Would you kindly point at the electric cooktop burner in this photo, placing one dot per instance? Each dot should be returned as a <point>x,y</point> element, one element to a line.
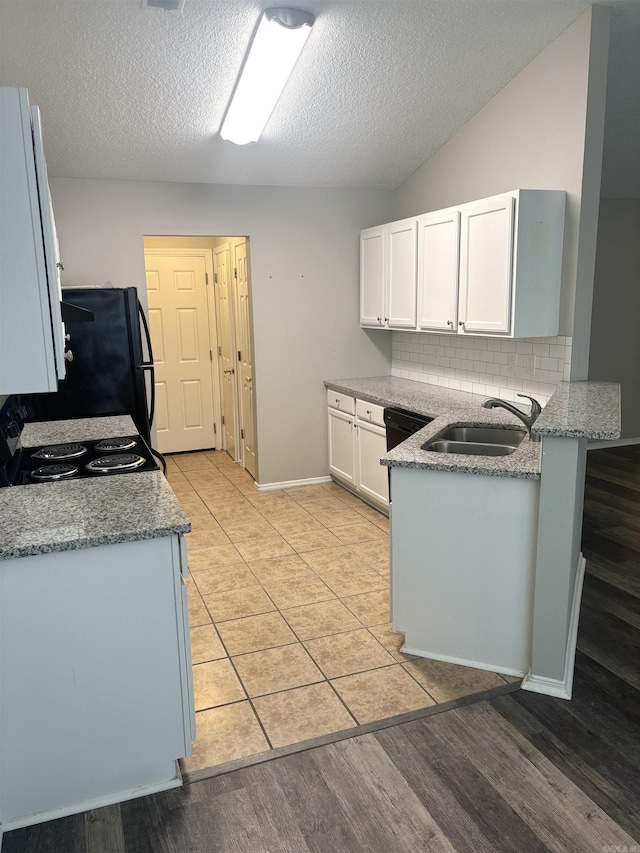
<point>118,462</point>
<point>54,472</point>
<point>60,451</point>
<point>108,445</point>
<point>75,460</point>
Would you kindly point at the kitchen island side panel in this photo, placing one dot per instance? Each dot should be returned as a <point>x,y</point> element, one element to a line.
<point>463,551</point>
<point>91,699</point>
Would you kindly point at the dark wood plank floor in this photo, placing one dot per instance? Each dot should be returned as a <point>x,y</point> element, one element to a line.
<point>519,772</point>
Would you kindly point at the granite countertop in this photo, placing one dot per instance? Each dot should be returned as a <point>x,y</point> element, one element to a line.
<point>78,429</point>
<point>577,410</point>
<point>72,514</point>
<point>66,516</point>
<point>582,410</point>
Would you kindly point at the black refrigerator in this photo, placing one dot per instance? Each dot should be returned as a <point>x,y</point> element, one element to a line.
<point>111,358</point>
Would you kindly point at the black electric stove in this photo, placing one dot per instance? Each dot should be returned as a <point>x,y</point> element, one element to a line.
<point>53,463</point>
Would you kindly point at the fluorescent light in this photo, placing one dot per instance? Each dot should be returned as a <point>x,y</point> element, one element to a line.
<point>278,41</point>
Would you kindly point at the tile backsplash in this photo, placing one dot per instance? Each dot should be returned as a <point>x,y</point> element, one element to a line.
<point>495,367</point>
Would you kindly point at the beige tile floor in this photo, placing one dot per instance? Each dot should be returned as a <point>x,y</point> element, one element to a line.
<point>289,615</point>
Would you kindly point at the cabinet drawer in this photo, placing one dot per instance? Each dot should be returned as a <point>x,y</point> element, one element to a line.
<point>341,401</point>
<point>370,412</point>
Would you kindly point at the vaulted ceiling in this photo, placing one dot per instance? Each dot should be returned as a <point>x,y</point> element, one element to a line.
<point>131,92</point>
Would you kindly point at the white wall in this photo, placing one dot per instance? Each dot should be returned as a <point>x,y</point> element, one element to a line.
<point>532,135</point>
<point>304,264</point>
<point>615,343</point>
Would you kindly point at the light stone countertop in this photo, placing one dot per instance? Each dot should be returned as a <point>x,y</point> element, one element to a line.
<point>73,514</point>
<point>582,410</point>
<point>592,413</point>
<point>66,516</point>
<point>77,429</point>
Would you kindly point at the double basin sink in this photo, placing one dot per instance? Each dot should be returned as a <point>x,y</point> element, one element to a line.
<point>476,441</point>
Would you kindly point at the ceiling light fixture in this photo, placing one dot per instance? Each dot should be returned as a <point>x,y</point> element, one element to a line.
<point>276,46</point>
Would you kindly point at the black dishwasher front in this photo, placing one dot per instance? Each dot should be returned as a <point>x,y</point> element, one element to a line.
<point>400,424</point>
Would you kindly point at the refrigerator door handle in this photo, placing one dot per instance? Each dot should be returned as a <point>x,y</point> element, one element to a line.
<point>148,365</point>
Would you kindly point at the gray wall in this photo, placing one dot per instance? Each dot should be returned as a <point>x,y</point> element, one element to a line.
<point>305,270</point>
<point>615,342</point>
<point>531,135</point>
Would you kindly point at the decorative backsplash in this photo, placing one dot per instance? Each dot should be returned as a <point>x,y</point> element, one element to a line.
<point>497,368</point>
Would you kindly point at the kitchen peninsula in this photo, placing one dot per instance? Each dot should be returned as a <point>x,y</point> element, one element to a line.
<point>486,567</point>
<point>96,696</point>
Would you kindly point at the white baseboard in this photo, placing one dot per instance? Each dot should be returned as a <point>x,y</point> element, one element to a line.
<point>407,650</point>
<point>94,803</point>
<point>603,445</point>
<point>562,688</point>
<point>289,484</point>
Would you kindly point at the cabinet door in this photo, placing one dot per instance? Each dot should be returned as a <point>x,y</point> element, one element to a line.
<point>372,277</point>
<point>438,270</point>
<point>373,478</point>
<point>401,257</point>
<point>27,356</point>
<point>50,241</point>
<point>486,263</point>
<point>342,446</point>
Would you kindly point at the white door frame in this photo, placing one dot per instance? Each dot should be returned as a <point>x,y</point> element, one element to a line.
<point>207,255</point>
<point>232,332</point>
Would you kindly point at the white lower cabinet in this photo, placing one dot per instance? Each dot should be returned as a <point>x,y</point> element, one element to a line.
<point>96,696</point>
<point>357,442</point>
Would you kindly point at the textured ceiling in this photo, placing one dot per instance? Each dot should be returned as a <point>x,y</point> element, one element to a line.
<point>131,92</point>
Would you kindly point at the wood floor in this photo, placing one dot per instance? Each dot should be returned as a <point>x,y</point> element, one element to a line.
<point>518,772</point>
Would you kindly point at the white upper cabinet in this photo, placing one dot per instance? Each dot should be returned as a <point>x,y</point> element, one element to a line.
<point>388,264</point>
<point>372,277</point>
<point>486,242</point>
<point>438,269</point>
<point>31,330</point>
<point>491,267</point>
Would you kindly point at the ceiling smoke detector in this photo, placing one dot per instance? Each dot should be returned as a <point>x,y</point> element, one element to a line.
<point>166,5</point>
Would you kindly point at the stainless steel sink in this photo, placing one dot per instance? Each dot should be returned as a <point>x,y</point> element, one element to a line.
<point>484,435</point>
<point>476,441</point>
<point>470,448</point>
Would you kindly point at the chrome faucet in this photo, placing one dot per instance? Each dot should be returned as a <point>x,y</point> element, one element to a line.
<point>527,420</point>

....................

**What the task asks**.
Your answer must be an exact repeat of all the records, minus the pictures.

**Task response**.
Would you kindly point at the electric cooktop burner in this photo, placing one dot per instance? Each dot should be returned as a <point>x,y</point> element, one element to a line.
<point>118,462</point>
<point>54,472</point>
<point>60,451</point>
<point>108,445</point>
<point>75,460</point>
Would you kindly point at the kitchen island side panel in this photo, placing one dot per instance? Each dot should be returned as a <point>x,y</point> element, one element to a line.
<point>463,551</point>
<point>91,699</point>
Would you kindly point at the dark wood plank floor in this photo, placing one dot per instance? Each dot should be returned as a <point>x,y</point> element, one element to a line.
<point>519,772</point>
Would you kindly point at the granite countertop in this photo, placing one dot per instance? Each dot should be returned as a <point>x,y</point> element, one element to a line.
<point>78,429</point>
<point>577,410</point>
<point>72,514</point>
<point>66,516</point>
<point>582,410</point>
Would you kindly point at the black refrigerator in this photo, placing one dot per instance? Each dot should be returned as a <point>x,y</point> element, one element to a line.
<point>111,358</point>
Would you kindly point at the black electric stove in this photo, placing one dot per instance? Each dot should be returned as a <point>x,y</point> element, one element to a line.
<point>53,463</point>
Would you kindly point at the fluorescent light in this photo, placing one dot per instance? Each dot should be returned as a <point>x,y</point> element, one element to a line.
<point>278,41</point>
Would you kindly point at the tile backsplash in this photo, placing one dot per instance? Each dot should be returned as a <point>x,y</point> element, one element to a line.
<point>495,367</point>
Would you kindly point at the beige tile floor in this photo, placing one dot per instance? Each dot should be returned as a <point>x,y</point> element, one element to a line.
<point>289,615</point>
Would you kindly point at the cabinet drawer in this photo, placing one dot per instance? Each dot should be returned as a <point>x,y</point> element, one element to a line.
<point>341,401</point>
<point>370,412</point>
Would you kindly point at the vaulted ceiling in this photo, placing one dot per instance? Each dot should be returned as a <point>x,y</point> element, one element to a line.
<point>131,92</point>
Would you kindly point at the white wall in this photo, placing one dot per instance? Each dot should be returned as a <point>x,y</point> element, one element to a line.
<point>532,135</point>
<point>304,264</point>
<point>615,343</point>
Would you kindly point at the light stone countertop in this photo, placing one dot per instance? Each dot should be returned as a <point>x,y</point> element, one element to a line.
<point>73,514</point>
<point>582,410</point>
<point>592,413</point>
<point>66,516</point>
<point>77,429</point>
Would you kindly point at the double basin sink in this photo, placing one dot per instance? Each dot should be returned as a <point>x,y</point> element, one element to a line.
<point>476,441</point>
Would you kindly point at the ceiling light fixture in this photo, placing one dot per instance? Each dot should be returned as a <point>x,y</point> element, one element to a line.
<point>276,46</point>
Would you kindly point at the black dishwasher front in this photo, placing one dot per instance? Each dot should be returned as a <point>x,y</point> element, one element to a line.
<point>400,424</point>
Would you kindly point at the refrigerator door handle in this photo, placing one dot per instance? Each dot should be returned as a <point>x,y</point> element, one element to a line.
<point>148,365</point>
Would you kindly point at the gray wall in this photo, placing one dot per instance? Each dot should be returned as a <point>x,y</point> element, one element to a line.
<point>305,270</point>
<point>615,342</point>
<point>531,135</point>
Would you kindly point at the decorative backsplash in this photo, placing one dot per instance? Each dot should be returned as a <point>x,y</point> element, one element to a line.
<point>497,368</point>
Would you kindly point at the kitchen peninsula in this photo, placing one dot per instance? Each dot should be returned as a <point>x,y</point> element, one element to a line.
<point>486,567</point>
<point>96,696</point>
Would you kindly point at the white baseboard in this photo, placing one dot per instance? Each dot should be returned as a <point>x,y</point> element, one element to a line.
<point>407,650</point>
<point>94,803</point>
<point>603,445</point>
<point>562,688</point>
<point>289,484</point>
Would you kindly point at the cabinet door in this photo, placing one dot per instance? Each dot should be returned as a <point>x,y</point> element, one element to a line.
<point>372,277</point>
<point>438,270</point>
<point>373,478</point>
<point>401,257</point>
<point>27,356</point>
<point>50,241</point>
<point>486,263</point>
<point>342,446</point>
Would you kindly point at the white door frame in this photo, placing one dot per instance? Each dot should be returned as a <point>x,y</point> element, one element to a line.
<point>207,255</point>
<point>232,332</point>
Would you kindly point at the white lower cabinet in this photo, placing one dot per instance? Each dot should be returned as a <point>x,y</point> element, one element to a line.
<point>96,696</point>
<point>357,442</point>
Would you kindly point at the textured ceiling in this photo, placing one dot per instance? Each dot should be returned as a <point>x,y</point> element, one element to a line.
<point>131,92</point>
Would you kindly point at the wood floor in this photo, placing one dot per instance? Each dot should be returned as a <point>x,y</point> element, one element to a line.
<point>518,772</point>
Would you kindly point at the white upper cabinet in this photo, placing one dot per instance? Each dot should be returned as a <point>x,y</point> element, one element to a line.
<point>388,264</point>
<point>372,277</point>
<point>486,242</point>
<point>438,269</point>
<point>31,330</point>
<point>491,267</point>
Would you kindly point at the ceiling smoke detector in this photo, placing one dot per instance? Each dot should be returned as a <point>x,y</point> element, one element to a line.
<point>166,5</point>
Would you kindly point at the stainless steel sink in this photo, placing one dot per instance? Each dot should be returned as a <point>x,y</point> element, one element to a line.
<point>484,435</point>
<point>476,441</point>
<point>470,448</point>
Would you kindly point at the chrome faucet in this photo, placing one dot per instance? Each dot should be returned as a <point>x,y</point> element, one element to a line.
<point>527,420</point>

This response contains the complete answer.